#### What you should do:
Quote the records below in full, exactly as given, with the images taken out.

Entries taken from a collection
------------------------------------------------------------
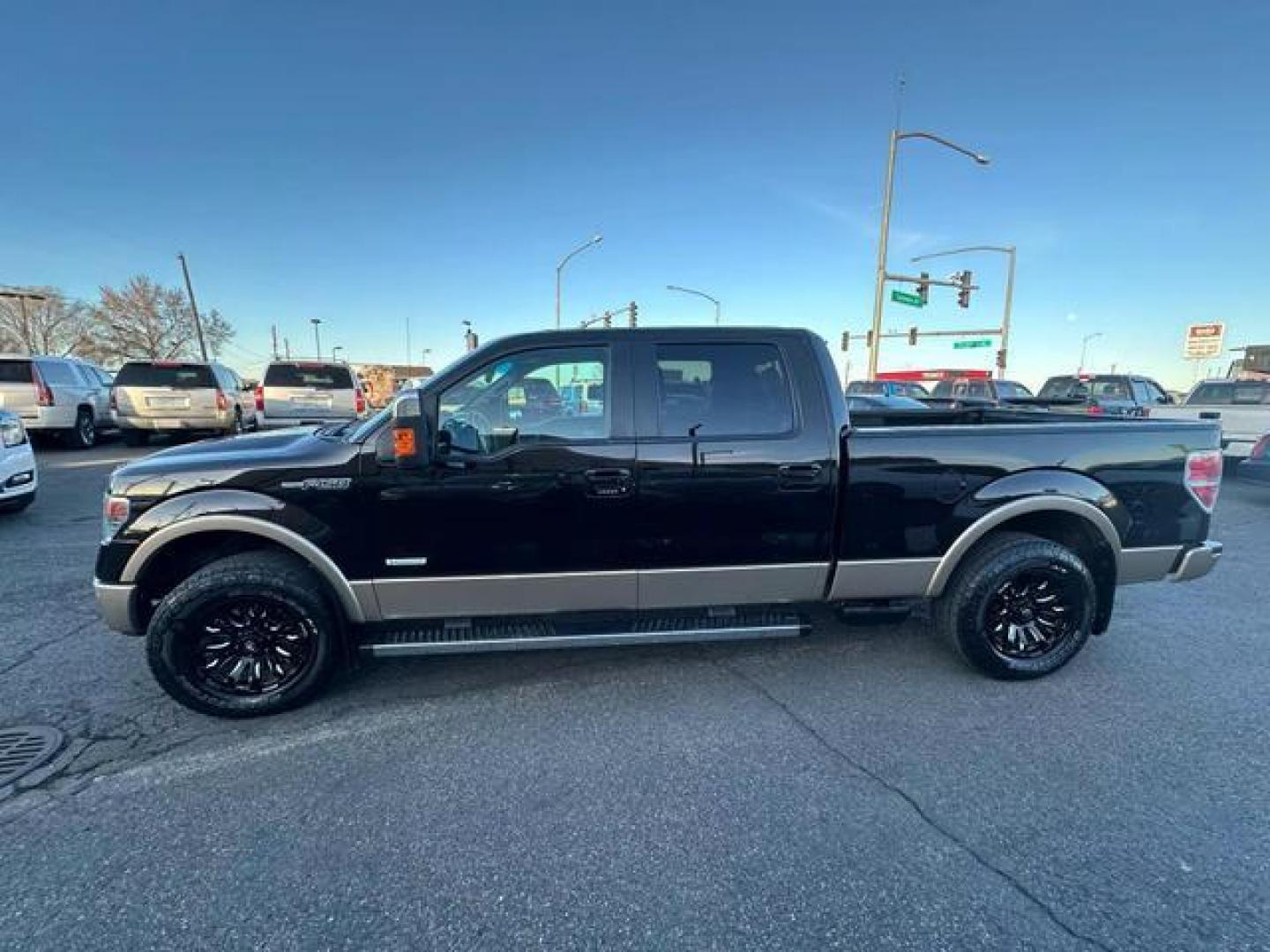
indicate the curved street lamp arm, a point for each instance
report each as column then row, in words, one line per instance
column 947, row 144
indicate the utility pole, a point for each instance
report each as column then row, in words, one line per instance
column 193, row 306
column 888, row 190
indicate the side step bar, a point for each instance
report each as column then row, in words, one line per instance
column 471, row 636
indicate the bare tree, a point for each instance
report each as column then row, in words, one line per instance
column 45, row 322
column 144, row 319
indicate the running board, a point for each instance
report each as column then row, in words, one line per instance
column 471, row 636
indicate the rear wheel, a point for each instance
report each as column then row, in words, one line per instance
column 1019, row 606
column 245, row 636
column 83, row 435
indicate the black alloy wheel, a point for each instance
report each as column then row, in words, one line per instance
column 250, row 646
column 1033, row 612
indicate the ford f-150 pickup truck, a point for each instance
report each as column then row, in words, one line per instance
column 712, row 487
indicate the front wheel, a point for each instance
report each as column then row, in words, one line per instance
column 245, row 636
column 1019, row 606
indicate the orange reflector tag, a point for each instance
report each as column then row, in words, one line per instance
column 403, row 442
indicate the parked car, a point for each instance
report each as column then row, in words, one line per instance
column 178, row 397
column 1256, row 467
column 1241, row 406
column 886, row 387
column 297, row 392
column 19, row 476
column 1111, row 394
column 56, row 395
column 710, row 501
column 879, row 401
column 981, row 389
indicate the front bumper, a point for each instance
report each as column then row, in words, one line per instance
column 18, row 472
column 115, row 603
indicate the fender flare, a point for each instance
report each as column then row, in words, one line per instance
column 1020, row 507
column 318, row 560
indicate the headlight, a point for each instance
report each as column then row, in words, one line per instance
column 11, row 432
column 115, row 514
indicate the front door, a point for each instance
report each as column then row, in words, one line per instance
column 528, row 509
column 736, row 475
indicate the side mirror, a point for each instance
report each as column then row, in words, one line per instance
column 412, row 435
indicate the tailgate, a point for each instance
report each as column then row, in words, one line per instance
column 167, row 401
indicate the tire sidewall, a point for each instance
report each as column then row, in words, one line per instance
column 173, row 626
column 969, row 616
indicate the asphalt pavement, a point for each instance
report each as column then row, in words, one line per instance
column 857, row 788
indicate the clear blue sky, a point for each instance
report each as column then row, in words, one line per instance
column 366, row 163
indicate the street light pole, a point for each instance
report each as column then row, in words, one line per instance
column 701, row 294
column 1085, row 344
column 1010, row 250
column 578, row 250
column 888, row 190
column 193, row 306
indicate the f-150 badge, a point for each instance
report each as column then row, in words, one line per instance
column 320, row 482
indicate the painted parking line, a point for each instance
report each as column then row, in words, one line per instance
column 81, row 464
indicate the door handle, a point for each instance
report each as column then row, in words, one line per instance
------------------------------------------------------------
#### Problem solution:
indicate the curved street lamp arm, a point for each instance
report each as column then row, in words, one line per instance
column 947, row 144
indicate the utility pole, a point for each instance
report each as column then row, in words, one line per instance
column 193, row 306
column 888, row 190
indicate the side step bar, a point for each instance
report each as column then row, in words, one line per instance
column 471, row 636
indicate the bare tree, a point for each instance
report each as column then row, in words, one line per instance
column 45, row 322
column 144, row 319
indicate the running board, a point for each instance
report each as column then row, in words, one line per instance
column 471, row 636
indicate the rear wheel, a point for each instance
report each as column then row, in words, one line per instance
column 1019, row 606
column 245, row 636
column 83, row 435
indicate the black alloy wheel, a point for each instance
report each as column then row, in words, one line per instance
column 250, row 646
column 1033, row 612
indicate the ford f-150 pickup truck, a point for each instance
report each as column then row, in words, one line per instance
column 712, row 487
indicate the front wheel, a point for each instance
report each as column then row, in words, one line per instance
column 245, row 636
column 1019, row 606
indicate the orange reflector tag, a point for each instance
report each as column then row, in words, one line per instance
column 403, row 442
indicate the parked car, a point for each instance
report each as column then row, in words, one line per instance
column 178, row 397
column 1256, row 467
column 1241, row 406
column 886, row 387
column 297, row 392
column 19, row 476
column 1111, row 394
column 56, row 395
column 710, row 501
column 879, row 401
column 981, row 389
indicate the front bumper, a point for each instance
report each as column then row, in words, one line per instance
column 18, row 472
column 115, row 603
indicate the fender flare, a point for each instance
report each as column then row, in words, one line per instance
column 1020, row 507
column 318, row 560
indicate the headlight, a point for each instance
report each as column then row, in words, one line per instance
column 11, row 432
column 115, row 514
indicate the front door, a point for each instance
report each as column then row, in words, one line per instance
column 528, row 509
column 736, row 475
indicate the side mirror, a point for each instance
report each as column then row, in words, one line per instance
column 412, row 435
indicate the tailgate, a point for each instance
report each as column then row, in words, one line per instance
column 167, row 401
indicate the tire sidewall, a point for each instance
report each as column then row, in words, one line per instance
column 173, row 626
column 969, row 616
indicate the asphalt pavement, a point for each instance
report each as column then row, in words, one line per instance
column 857, row 788
indicate the clear blue sky, a point for each instance
report each as column then row, in words, one line per instance
column 366, row 163
indicate the street light pole, a point for each instance
report each as column then row, in words, one line per instance
column 701, row 294
column 1085, row 344
column 1010, row 250
column 578, row 250
column 888, row 190
column 193, row 306
indicate the f-150 badge, a point for each instance
report each as column then row, in words, one line per instance
column 320, row 482
indicate the painted parking line, a point for each instance
report each as column then row, in words, one line per instance
column 81, row 464
indicate the door handle, a point for each instance
report each as column then row, in words, one line per instance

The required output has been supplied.